Available records ▸

§

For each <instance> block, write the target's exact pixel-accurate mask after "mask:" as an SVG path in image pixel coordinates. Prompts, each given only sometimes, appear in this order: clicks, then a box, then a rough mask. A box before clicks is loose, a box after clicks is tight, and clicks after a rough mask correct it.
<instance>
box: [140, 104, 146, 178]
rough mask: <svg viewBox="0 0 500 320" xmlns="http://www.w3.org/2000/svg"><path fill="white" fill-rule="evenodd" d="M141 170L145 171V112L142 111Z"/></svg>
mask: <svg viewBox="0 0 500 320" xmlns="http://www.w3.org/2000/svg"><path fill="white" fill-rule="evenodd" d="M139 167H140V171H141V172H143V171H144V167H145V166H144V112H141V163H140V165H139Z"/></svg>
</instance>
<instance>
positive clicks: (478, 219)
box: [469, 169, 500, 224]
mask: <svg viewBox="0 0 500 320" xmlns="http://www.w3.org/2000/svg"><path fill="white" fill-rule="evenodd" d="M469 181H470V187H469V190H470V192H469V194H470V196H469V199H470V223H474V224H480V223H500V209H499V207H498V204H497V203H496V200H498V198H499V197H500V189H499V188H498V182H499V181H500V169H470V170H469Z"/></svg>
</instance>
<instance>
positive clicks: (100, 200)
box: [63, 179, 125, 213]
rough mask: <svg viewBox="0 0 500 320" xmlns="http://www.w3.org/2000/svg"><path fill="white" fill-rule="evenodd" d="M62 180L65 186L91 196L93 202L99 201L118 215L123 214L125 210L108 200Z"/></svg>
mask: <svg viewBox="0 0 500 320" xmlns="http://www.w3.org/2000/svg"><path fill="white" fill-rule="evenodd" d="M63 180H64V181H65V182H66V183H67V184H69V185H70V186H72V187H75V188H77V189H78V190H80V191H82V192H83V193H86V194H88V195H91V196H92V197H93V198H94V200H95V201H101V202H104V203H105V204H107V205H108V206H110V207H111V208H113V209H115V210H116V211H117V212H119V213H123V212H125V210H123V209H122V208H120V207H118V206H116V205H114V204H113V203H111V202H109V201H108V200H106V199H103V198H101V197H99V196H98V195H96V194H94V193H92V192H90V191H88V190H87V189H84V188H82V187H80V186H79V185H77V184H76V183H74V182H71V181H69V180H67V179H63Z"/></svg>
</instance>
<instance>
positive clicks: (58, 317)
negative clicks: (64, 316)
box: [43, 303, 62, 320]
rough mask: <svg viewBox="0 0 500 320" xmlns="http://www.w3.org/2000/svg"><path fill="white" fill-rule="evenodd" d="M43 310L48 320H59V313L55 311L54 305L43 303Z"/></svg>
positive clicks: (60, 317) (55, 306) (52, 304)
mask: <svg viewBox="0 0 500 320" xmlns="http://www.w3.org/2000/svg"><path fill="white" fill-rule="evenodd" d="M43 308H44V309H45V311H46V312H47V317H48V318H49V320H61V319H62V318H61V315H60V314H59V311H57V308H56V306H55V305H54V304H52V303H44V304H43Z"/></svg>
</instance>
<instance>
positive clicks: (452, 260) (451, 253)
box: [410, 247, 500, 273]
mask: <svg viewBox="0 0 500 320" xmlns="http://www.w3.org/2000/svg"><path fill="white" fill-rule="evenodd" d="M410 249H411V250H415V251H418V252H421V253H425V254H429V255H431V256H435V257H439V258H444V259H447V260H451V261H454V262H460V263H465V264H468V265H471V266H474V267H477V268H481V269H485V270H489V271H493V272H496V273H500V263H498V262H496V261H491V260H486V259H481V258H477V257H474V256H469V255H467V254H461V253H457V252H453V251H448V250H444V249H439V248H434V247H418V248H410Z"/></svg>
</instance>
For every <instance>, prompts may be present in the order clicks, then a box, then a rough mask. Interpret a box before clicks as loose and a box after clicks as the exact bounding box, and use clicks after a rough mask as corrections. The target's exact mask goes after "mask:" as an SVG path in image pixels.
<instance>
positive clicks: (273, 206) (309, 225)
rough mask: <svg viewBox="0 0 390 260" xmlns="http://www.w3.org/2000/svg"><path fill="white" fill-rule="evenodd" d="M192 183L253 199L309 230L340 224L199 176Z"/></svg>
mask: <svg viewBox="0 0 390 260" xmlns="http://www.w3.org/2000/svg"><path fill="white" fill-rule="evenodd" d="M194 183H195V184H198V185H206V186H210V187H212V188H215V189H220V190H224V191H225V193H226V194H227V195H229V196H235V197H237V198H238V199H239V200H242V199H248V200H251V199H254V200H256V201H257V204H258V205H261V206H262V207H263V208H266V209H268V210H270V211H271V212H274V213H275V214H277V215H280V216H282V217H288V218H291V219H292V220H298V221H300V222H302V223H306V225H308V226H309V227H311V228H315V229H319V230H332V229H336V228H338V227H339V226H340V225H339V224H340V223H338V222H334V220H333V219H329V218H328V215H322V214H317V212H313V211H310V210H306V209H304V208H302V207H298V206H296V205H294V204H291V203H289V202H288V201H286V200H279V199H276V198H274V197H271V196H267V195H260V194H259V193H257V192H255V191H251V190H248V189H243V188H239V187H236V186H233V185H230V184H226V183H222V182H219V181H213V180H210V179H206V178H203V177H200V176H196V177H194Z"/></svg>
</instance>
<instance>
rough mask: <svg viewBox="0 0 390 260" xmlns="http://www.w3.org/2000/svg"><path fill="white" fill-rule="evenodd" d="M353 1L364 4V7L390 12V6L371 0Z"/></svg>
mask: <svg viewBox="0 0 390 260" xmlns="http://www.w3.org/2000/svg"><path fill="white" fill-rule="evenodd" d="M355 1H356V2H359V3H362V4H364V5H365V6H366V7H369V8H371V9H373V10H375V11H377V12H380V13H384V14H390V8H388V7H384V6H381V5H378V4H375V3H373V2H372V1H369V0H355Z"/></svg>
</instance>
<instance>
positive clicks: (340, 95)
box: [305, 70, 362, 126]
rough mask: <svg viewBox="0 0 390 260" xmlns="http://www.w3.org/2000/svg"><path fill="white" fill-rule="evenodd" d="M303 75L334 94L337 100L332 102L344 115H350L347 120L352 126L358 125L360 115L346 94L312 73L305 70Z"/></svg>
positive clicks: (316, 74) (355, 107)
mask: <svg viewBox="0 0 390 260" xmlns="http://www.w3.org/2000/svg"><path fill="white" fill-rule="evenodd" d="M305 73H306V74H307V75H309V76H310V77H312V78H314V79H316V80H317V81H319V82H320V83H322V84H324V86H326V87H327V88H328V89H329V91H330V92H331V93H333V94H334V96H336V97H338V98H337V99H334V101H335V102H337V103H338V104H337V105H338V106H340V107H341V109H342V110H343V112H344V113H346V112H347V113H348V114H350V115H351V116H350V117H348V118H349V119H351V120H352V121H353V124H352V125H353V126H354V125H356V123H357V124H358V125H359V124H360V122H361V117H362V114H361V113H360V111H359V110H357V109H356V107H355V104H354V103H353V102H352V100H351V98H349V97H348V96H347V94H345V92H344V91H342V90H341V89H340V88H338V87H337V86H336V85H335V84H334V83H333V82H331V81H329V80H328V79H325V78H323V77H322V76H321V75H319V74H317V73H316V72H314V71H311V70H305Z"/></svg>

§

Every entry needs to be copied exactly as it was written.

For each <instance> block, write the target's exact pixel-accurate mask after "mask:" as an SVG path in image pixel coordinates. Prompts, each given only sometimes, appear in this order: clicks, then a box, then a rough mask. A box before clicks is loose, a box after clicks is tight, and clicks after a rough mask correct it.
<instance>
box: [140, 104, 146, 178]
rough mask: <svg viewBox="0 0 500 320" xmlns="http://www.w3.org/2000/svg"><path fill="white" fill-rule="evenodd" d="M141 170L145 171V112L142 111Z"/></svg>
mask: <svg viewBox="0 0 500 320" xmlns="http://www.w3.org/2000/svg"><path fill="white" fill-rule="evenodd" d="M139 167H140V171H141V172H143V171H144V167H145V166H144V112H141V163H140V165H139Z"/></svg>
</instance>
<instance>
positive clicks: (478, 219)
box: [469, 169, 500, 224]
mask: <svg viewBox="0 0 500 320" xmlns="http://www.w3.org/2000/svg"><path fill="white" fill-rule="evenodd" d="M469 181H470V187H469V190H470V192H469V194H470V196H469V199H470V223H474V224H480V223H500V209H499V207H498V204H497V203H496V200H498V198H499V197H500V189H499V188H498V182H499V181H500V169H470V170H469Z"/></svg>
</instance>
<instance>
positive clicks: (100, 200)
box: [63, 179, 125, 213]
rough mask: <svg viewBox="0 0 500 320" xmlns="http://www.w3.org/2000/svg"><path fill="white" fill-rule="evenodd" d="M62 180L65 186L91 196L93 202L99 201L118 215L123 214L125 210L108 200Z"/></svg>
mask: <svg viewBox="0 0 500 320" xmlns="http://www.w3.org/2000/svg"><path fill="white" fill-rule="evenodd" d="M63 180H64V181H65V182H66V183H67V184H69V185H70V186H72V187H75V188H77V189H78V190H80V191H82V192H83V193H86V194H88V195H91V196H92V197H93V198H94V200H95V201H101V202H104V203H105V204H107V205H108V206H110V207H111V208H113V209H115V210H116V211H117V212H119V213H123V212H125V210H123V209H122V208H120V207H118V206H116V205H114V204H113V203H111V202H109V201H108V200H106V199H103V198H101V197H99V196H98V195H96V194H94V193H92V192H90V191H88V190H87V189H84V188H82V187H80V186H79V185H77V184H76V183H74V182H71V181H69V180H67V179H63Z"/></svg>
</instance>
<instance>
positive clicks: (58, 317)
negative clicks: (64, 316)
box: [43, 303, 62, 320]
rough mask: <svg viewBox="0 0 500 320" xmlns="http://www.w3.org/2000/svg"><path fill="white" fill-rule="evenodd" d="M43 310L48 320H59V313L55 311L54 305L43 303Z"/></svg>
positive clicks: (60, 317) (55, 306) (52, 304)
mask: <svg viewBox="0 0 500 320" xmlns="http://www.w3.org/2000/svg"><path fill="white" fill-rule="evenodd" d="M43 308H44V309H45V311H46V312H47V317H48V318H49V320H61V319H62V318H61V315H60V314H59V311H57V308H56V306H55V305H54V304H52V303H44V304H43Z"/></svg>
</instance>
<instance>
positive clicks: (452, 260) (451, 253)
box: [410, 247, 500, 273]
mask: <svg viewBox="0 0 500 320" xmlns="http://www.w3.org/2000/svg"><path fill="white" fill-rule="evenodd" d="M410 249H411V250H415V251H418V252H421V253H425V254H429V255H431V256H435V257H439V258H444V259H447V260H451V261H454V262H460V263H465V264H468V265H471V266H474V267H477V268H481V269H485V270H489V271H493V272H496V273H500V263H498V262H496V261H491V260H486V259H481V258H477V257H474V256H469V255H467V254H461V253H457V252H453V251H448V250H444V249H439V248H434V247H418V248H410Z"/></svg>
</instance>
For every <instance>, prompts may be present in the order clicks, then a box, then a rough mask. Interpret a box before clicks as loose and a box after clicks as the exact bounding box, and use clicks after a rough mask as corrections. The target's exact mask goes after "mask:" as an SVG path in image pixels.
<instance>
positive clicks: (273, 206) (309, 225)
rough mask: <svg viewBox="0 0 390 260" xmlns="http://www.w3.org/2000/svg"><path fill="white" fill-rule="evenodd" d="M192 183L253 199L309 230L340 224L199 176Z"/></svg>
mask: <svg viewBox="0 0 390 260" xmlns="http://www.w3.org/2000/svg"><path fill="white" fill-rule="evenodd" d="M194 183H195V184H198V185H206V186H210V187H212V188H215V189H220V190H224V191H225V193H226V194H227V195H229V196H235V197H237V198H238V199H239V200H242V199H248V200H251V199H254V200H256V201H257V204H258V205H261V206H262V207H263V208H266V209H268V210H270V211H271V212H274V213H275V214H277V215H280V216H282V217H288V218H291V219H292V220H298V221H300V222H302V223H306V225H308V226H309V227H311V228H315V229H319V230H332V229H336V228H338V227H339V226H340V225H339V224H340V223H338V222H334V220H333V219H329V218H328V215H322V214H317V212H313V211H310V210H306V209H304V208H302V207H298V206H296V205H294V204H291V203H289V202H288V201H286V200H279V199H276V198H274V197H271V196H267V195H260V194H259V193H257V192H255V191H251V190H248V189H243V188H239V187H236V186H233V185H230V184H226V183H222V182H219V181H213V180H210V179H206V178H203V177H200V176H196V177H194Z"/></svg>
</instance>
<instance>
rough mask: <svg viewBox="0 0 390 260" xmlns="http://www.w3.org/2000/svg"><path fill="white" fill-rule="evenodd" d="M353 1L364 4V7L390 12V6L371 0Z"/></svg>
mask: <svg viewBox="0 0 390 260" xmlns="http://www.w3.org/2000/svg"><path fill="white" fill-rule="evenodd" d="M355 1H356V2H359V3H362V4H364V5H365V6H366V7H369V8H371V9H373V10H375V11H377V12H380V13H384V14H390V8H388V7H384V6H381V5H378V4H375V3H373V2H372V1H369V0H355Z"/></svg>
</instance>
<instance>
positive clicks: (340, 95)
box: [305, 70, 362, 126]
rough mask: <svg viewBox="0 0 390 260" xmlns="http://www.w3.org/2000/svg"><path fill="white" fill-rule="evenodd" d="M303 75L334 94L337 100L332 102L344 115H350L347 120L352 126L358 125L360 115L346 94L312 73L305 70Z"/></svg>
positive clicks: (316, 74) (355, 107)
mask: <svg viewBox="0 0 390 260" xmlns="http://www.w3.org/2000/svg"><path fill="white" fill-rule="evenodd" d="M305 73H306V74H307V75H309V76H310V77H312V78H314V79H316V80H317V81H319V82H320V83H322V84H324V86H326V87H327V88H328V89H329V91H330V92H331V93H333V94H334V96H336V97H338V98H337V99H334V101H335V102H337V103H338V104H337V105H338V106H340V107H341V109H342V110H343V112H344V113H346V112H347V113H348V114H350V115H351V116H350V117H348V118H349V119H351V120H352V121H353V124H352V125H353V126H354V125H356V123H357V124H358V125H359V124H360V122H361V117H362V114H361V113H360V111H359V110H357V109H356V107H355V104H354V103H353V102H352V100H351V98H349V97H348V96H347V94H345V92H344V91H342V90H341V89H340V88H338V87H337V86H336V85H335V84H334V83H333V82H331V81H329V80H328V79H325V78H323V77H322V76H321V75H319V74H317V73H316V72H314V71H311V70H305Z"/></svg>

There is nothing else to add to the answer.